### Stored dataset items
──────

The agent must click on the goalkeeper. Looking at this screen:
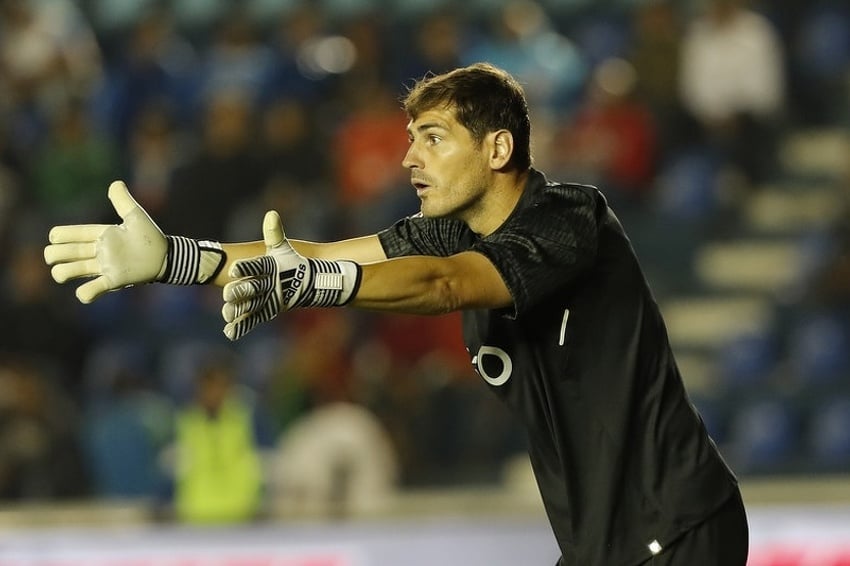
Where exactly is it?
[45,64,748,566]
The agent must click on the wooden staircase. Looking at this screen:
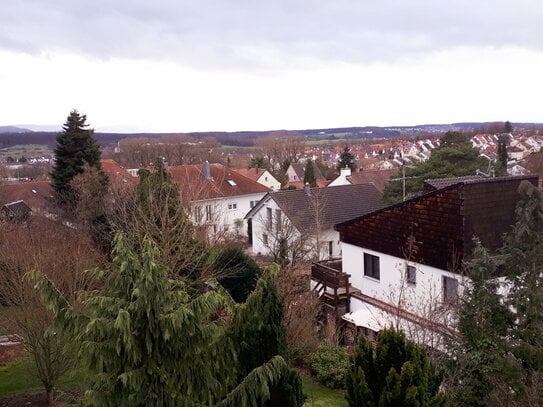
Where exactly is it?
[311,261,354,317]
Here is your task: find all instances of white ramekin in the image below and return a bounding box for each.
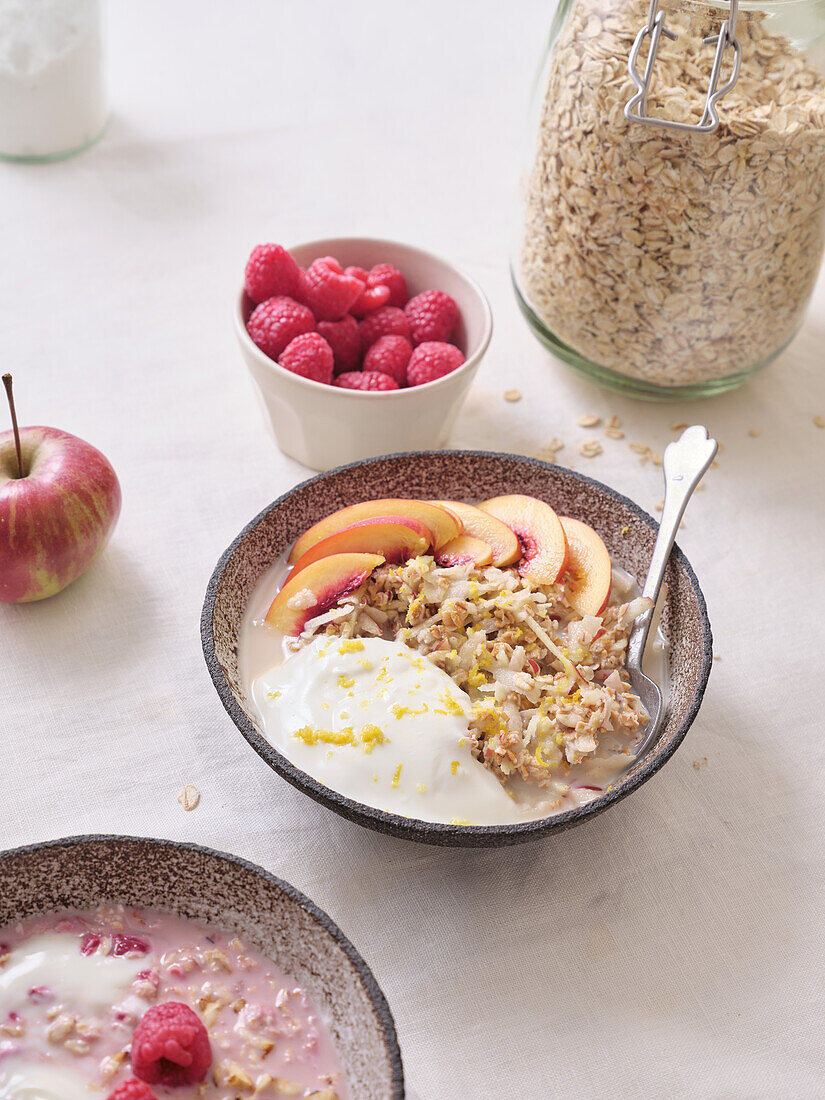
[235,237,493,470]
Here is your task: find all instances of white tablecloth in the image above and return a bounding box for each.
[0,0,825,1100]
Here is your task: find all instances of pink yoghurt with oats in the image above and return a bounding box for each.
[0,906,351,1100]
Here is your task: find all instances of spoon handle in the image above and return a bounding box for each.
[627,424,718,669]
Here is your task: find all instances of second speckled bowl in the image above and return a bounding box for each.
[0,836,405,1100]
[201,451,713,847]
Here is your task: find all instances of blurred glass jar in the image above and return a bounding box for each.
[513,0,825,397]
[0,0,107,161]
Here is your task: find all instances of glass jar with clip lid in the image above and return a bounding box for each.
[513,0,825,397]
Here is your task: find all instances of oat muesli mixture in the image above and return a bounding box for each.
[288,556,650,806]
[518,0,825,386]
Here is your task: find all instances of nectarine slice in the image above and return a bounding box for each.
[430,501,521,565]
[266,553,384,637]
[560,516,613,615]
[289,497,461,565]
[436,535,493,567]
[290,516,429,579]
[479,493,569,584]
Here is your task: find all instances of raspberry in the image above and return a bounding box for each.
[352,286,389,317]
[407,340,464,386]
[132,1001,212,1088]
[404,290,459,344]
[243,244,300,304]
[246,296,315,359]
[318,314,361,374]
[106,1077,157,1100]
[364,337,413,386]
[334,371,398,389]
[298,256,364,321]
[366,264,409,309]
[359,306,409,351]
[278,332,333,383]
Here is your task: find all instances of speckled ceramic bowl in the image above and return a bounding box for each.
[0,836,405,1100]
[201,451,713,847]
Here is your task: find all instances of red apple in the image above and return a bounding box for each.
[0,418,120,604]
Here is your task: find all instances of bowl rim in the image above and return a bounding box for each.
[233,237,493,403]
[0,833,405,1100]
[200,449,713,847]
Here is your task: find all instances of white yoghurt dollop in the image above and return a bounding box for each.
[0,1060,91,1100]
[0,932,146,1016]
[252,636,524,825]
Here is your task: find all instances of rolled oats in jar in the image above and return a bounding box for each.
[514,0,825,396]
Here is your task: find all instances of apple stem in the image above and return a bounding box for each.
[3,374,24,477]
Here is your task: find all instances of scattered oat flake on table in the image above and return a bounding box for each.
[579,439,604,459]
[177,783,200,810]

──────

### WHAT TO WORK ON
Render the items above as a numbered list, starting at the line containing "Here is your task: find all instances of oat" and ending at the line containing "[200,449,713,847]", and leave out any blank lines.

### TASK OUTPUT
1. Here is your task: find all instances of oat muesli mixture in the image above and return a bounding box for each.
2. [288,556,650,806]
3. [518,0,825,386]
4. Here is your task: find all instances of nectarine slice in the image above and return a bounding box for each.
5. [430,501,521,565]
6. [266,553,384,637]
7. [560,516,613,615]
8. [289,497,461,565]
9. [436,535,493,567]
10. [290,516,429,579]
11. [479,493,569,584]
12. Here is your task: find all instances of raspberry in the image above and return a bounding box for each.
13. [352,286,389,317]
14. [407,340,464,386]
15. [132,1001,212,1088]
16. [404,290,459,344]
17. [243,244,300,304]
18. [246,296,315,359]
19. [318,314,361,374]
20. [106,1077,157,1100]
21. [364,337,413,386]
22. [334,371,398,389]
23. [298,256,364,321]
24. [366,264,409,309]
25. [359,306,409,351]
26. [278,332,333,383]
27. Here is your task: find all instances of speckled ceramic bowl in the image above and return a bounding box for each.
28. [0,836,405,1100]
29. [201,451,713,847]
30. Here is your task: find all instances of red apple in the image above and return a bounding box for each.
31. [0,418,120,604]
32. Here is your task: find all instances of bowl rim in the image above and return a bounding box for each.
33. [233,237,493,403]
34. [0,833,405,1100]
35. [200,449,713,847]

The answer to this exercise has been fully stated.